• **WRITTEN PROBLEM**
Copy the material below line for line, without changing anything.

Records of labeled boxes
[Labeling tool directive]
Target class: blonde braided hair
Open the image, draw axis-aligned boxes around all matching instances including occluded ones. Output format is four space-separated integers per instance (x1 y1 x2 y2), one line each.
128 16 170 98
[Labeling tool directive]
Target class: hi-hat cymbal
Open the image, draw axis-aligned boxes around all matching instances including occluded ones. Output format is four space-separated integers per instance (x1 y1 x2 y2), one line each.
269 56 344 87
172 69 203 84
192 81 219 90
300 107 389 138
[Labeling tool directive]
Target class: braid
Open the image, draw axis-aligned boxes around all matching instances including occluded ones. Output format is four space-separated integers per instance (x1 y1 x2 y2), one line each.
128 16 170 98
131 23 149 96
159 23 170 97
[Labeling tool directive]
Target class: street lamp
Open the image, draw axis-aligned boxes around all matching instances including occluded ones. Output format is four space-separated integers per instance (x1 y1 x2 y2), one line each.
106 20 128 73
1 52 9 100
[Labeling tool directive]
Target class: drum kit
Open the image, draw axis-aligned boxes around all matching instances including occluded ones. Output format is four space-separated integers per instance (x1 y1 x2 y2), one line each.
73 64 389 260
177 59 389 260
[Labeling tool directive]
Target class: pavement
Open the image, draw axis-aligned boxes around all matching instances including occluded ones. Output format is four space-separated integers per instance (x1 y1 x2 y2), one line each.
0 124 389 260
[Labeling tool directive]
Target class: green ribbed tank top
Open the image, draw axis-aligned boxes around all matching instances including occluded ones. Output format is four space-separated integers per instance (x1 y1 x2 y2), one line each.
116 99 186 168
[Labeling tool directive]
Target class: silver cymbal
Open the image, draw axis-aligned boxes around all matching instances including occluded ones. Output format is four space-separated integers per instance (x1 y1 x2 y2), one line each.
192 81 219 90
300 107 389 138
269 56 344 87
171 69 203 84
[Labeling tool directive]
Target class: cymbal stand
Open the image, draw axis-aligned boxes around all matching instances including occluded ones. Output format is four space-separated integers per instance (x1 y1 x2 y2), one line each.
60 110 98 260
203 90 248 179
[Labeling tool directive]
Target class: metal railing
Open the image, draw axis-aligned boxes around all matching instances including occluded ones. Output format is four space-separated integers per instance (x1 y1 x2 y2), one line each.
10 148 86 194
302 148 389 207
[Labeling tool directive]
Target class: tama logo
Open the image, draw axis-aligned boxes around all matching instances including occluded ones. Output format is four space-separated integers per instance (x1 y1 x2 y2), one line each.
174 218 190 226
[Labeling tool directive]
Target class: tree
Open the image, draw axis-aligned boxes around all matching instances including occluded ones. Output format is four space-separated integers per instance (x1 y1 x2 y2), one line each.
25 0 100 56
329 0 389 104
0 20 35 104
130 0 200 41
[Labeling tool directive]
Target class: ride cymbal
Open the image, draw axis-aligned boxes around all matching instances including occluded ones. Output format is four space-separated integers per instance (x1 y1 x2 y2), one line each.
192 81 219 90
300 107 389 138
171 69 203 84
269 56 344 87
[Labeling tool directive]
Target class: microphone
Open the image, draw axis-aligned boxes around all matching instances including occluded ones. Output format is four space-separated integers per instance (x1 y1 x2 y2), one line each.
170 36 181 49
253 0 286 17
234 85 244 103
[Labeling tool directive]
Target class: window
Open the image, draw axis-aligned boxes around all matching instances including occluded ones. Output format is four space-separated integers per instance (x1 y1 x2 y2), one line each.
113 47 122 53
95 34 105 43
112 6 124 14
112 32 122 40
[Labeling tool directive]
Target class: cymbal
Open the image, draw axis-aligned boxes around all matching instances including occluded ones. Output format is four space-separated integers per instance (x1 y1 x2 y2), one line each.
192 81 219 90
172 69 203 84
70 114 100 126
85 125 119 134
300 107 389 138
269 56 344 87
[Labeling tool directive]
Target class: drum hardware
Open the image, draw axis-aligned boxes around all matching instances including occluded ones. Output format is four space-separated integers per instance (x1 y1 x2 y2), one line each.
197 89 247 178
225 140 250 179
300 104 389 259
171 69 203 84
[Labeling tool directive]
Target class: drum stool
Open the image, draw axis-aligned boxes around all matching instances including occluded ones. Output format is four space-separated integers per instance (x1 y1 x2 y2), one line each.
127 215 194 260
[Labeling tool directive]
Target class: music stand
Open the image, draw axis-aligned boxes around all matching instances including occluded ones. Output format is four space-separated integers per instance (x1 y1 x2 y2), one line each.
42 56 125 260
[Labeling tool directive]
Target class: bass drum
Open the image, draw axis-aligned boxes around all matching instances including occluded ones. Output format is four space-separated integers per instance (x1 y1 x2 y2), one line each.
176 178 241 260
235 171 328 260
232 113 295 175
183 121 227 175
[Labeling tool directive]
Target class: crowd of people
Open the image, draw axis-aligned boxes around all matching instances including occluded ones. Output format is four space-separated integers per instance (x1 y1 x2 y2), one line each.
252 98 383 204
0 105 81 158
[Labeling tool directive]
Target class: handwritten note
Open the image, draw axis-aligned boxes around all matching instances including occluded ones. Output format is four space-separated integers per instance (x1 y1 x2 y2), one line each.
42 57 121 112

• **EXPECTED ANSWER**
[Labeling tool directive]
Target class: blonde braided hair
Open the image, draw axis-aligned boxes around all matching instances including occluded ones. Output format is four space-separated integers per instance (x1 y1 x2 y2), one line each.
128 16 170 98
[Labeling tool directive]
Target class: hi-hat cymbal
Open the image, draw axis-aligned boxes around all matching instances including occluded ones. Output format is four space-separated integers per instance (x1 y1 x2 y2), one line each.
269 56 344 87
172 69 203 84
192 81 219 90
300 107 389 138
[Labeling tool directive]
Target class: braid
Open the image, draw axis-aligned boxes around all matching instances including occluded ones. Output format is four space-separated integers per instance (x1 y1 x2 y2), one line each.
128 16 170 98
131 23 149 96
159 23 170 97
[Labeling tool directive]
Target class: street lamp
Open the image, draw axis-aligned boxes around all matching instances including occluded ones. Output format is four space-separated integers per instance (x1 y1 x2 y2), one line each.
106 20 128 73
1 52 9 100
[Labeling tool directive]
Target class: drum kit
Open the image, draw axis-aligned boxes around all matching instances including occluded ones. Output format is four space-separated integers per instance (x1 y1 x2 y2), one line each.
73 64 389 260
177 59 389 260
[Labeling tool directive]
Target class: pavement
Open the image, draw axis-aligned boxes around all matching instances including occluded ones. Output format is four space-separated integers per instance (x1 y1 x2 y2), one line each.
0 124 389 260
[Labeling tool directive]
Target class: green ribbed tank top
Open the image, draw axis-aligned boxes around all matching instances including occluded ones. Output format is four space-separated integers per instance (x1 y1 x2 y2), one line each.
116 99 186 168
[Labeling tool directive]
Target class: silver cymbal
Open the image, draw axis-aligned boxes around all matching instances including occluded ones. Output format is four space-separated integers per instance (x1 y1 x2 y2), one line each.
192 81 219 90
300 107 389 138
269 56 344 87
171 69 203 84
[Labeling tool directive]
Target class: cymbal stand
Open the image, draw axis-aligned boxes around all matching instances including occluded ones. Output format is four space-separated integers per instance (x1 y1 x2 y2), one line each.
60 110 98 260
203 90 248 179
[Labeling tool directive]
Target class: metal railing
Open the image, draw axis-aligned boxes around all matching instances including occluded ones. Output format is four space-separated integers per instance (x1 y1 x2 y2), one line each.
10 148 86 194
302 148 389 207
[Labeling tool directive]
Target class: tama logo
Open the image, draw axis-aligned boxes around all matching instances including occluded ones. Output format is four space-separated integers per instance (x1 y1 x2 y2), one line each.
174 218 190 226
[Labeling tool directive]
Target class: tree
Open the image, draw axis-aligned boxes around all matching instances including occluded ones. Output format is four space-separated integers per instance (x1 y1 x2 y2), one line each.
25 0 100 56
329 0 389 104
0 20 35 104
130 0 200 41
[Labeling tool directive]
Target class: ride cymbal
Open the image, draw axis-aligned boxes around all matching instances including occluded ones. Output format is four space-separated integers per instance (x1 y1 x2 y2), one line each.
192 81 219 90
300 107 389 138
171 69 203 84
269 56 344 87
[Labeling tool directive]
Target class: microphone
Open the image, draw axis-aligned boxes around all matching instances including occluded ones. Output format is four space-separated integers per instance (x1 y1 x2 y2), one line each.
170 36 181 49
253 0 286 17
234 85 244 103
[Labeling tool directive]
Target class: window
Open the image, draw axis-aligned boxes around all matching instances including occluded ones. Output format is four space-separated integers per instance (x1 y1 x2 y2), one line each.
113 47 122 53
95 34 105 43
112 6 124 14
112 32 122 40
[Labeling tool directive]
Target class: cymbal
Open the image, draw axis-aligned boxes around all matching instances including occluded ones. Output format is four space-separated integers per instance (x1 y1 x2 y2), one line each.
192 81 219 90
172 69 203 84
70 114 100 126
85 125 119 134
300 107 389 138
269 56 344 87
[Labeling tool directive]
Target class: drum hardware
Open the image, draw axis-aligned boxes around all matching instances including occluded ones. Output format is four space-separated integers per instance (x1 y1 x2 y2), one line each.
197 89 247 178
225 140 250 179
300 104 389 259
171 69 203 84
[Labeling tool directive]
Target class: drum stool
Open the image, draw axis-aligned boxes around all matching instances including occluded ones. Output format is four space-separated integers per instance (x1 y1 x2 y2), one line each.
127 215 194 260
[Labeling tool directive]
Target class: music stand
Open the image, draw axis-aligned boxes around all matching instances including occluded ones. Output format is four space-separated integers per instance (x1 y1 x2 y2), one line each.
42 56 125 260
[Labeling tool directive]
Target class: bass drum
Open the image, draw axis-aligned boxes around all matching instances including occluded ones. Output format is four space-separated integers per instance (x1 y1 x2 y2), one line each.
176 178 241 260
235 171 328 260
232 113 295 175
183 121 227 175
[Labeling tool directive]
Target class: crowd of people
Open the image, draw axis-aligned boxes around all matching instances including occluded ones. Output format is four space-separated integers per instance (x1 y1 x2 y2), one line each.
252 98 383 204
0 105 81 158
[Labeling tool directive]
Target class: handwritten note
Open the image, draw axis-aligned boxes around all matching instances including occluded ones. Output format is four space-separated integers per instance (x1 y1 x2 y2), one line each.
42 57 121 112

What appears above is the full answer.